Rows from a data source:
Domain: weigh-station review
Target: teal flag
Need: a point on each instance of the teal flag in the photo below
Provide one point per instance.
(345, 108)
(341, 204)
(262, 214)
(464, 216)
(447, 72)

Written request:
Could you copy the rows above word for word, without changing anything?

Task output:
Domain: weigh-station review
Target: teal flag
Need: a point on each instance of the teal flag in the photo below
Provide one point per instance.
(345, 108)
(341, 204)
(262, 214)
(464, 216)
(447, 72)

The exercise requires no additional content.